▶ **Instructions to follow**
Using the listing that follows, return every line with the word "laid".

((

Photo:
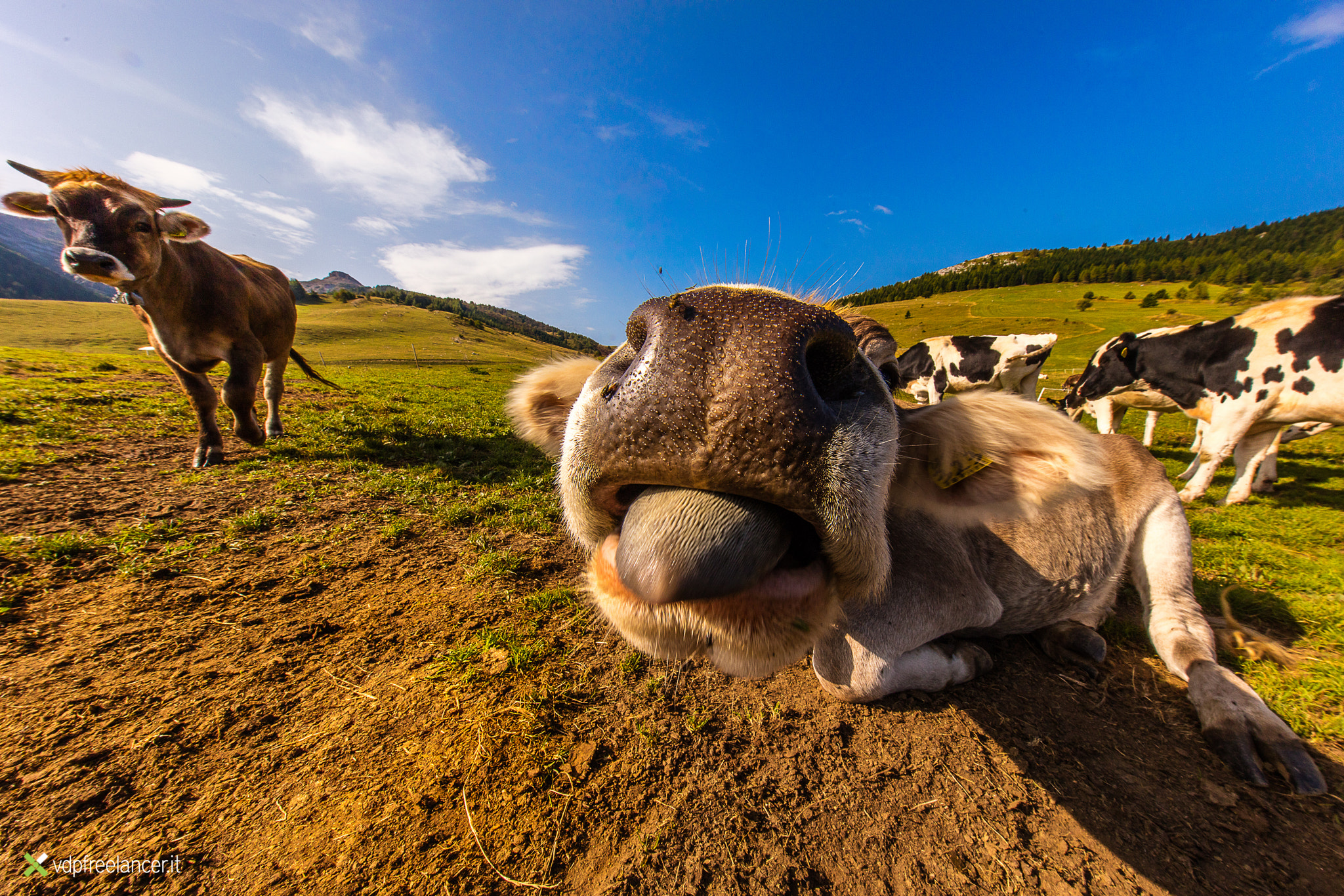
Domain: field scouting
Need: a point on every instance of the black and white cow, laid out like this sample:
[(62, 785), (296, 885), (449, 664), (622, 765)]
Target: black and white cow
[(746, 492), (1245, 377), (934, 367)]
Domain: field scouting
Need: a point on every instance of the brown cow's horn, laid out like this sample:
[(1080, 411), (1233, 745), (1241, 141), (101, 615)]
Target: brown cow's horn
[(45, 176)]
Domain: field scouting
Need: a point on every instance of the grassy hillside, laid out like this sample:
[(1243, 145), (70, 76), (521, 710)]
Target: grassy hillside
[(362, 332), (1309, 247), (1046, 308)]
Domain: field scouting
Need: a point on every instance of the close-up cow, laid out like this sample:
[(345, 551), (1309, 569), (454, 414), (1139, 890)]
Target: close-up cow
[(198, 305), (747, 492), (1245, 377), (942, 365)]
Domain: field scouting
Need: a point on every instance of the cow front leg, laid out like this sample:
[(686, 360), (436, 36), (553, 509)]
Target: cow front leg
[(854, 674), (274, 390), (241, 396), (1073, 644), (1268, 473), (1215, 449), (1150, 428), (210, 443), (1249, 455), (1233, 718)]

))

▶ **Expected output**
Need: a point on every instance of the black and white cow, laid out like this sample:
Need: a point on every instance of the brown cow's horn, laid out like this sample:
Need: a point on every instance of the grassy hillside, laid out like this sample:
Need: a point on every instance of the close-up cow, laid out like this sample:
Need: a point on every instance of the cow front leg, laid out like this sample:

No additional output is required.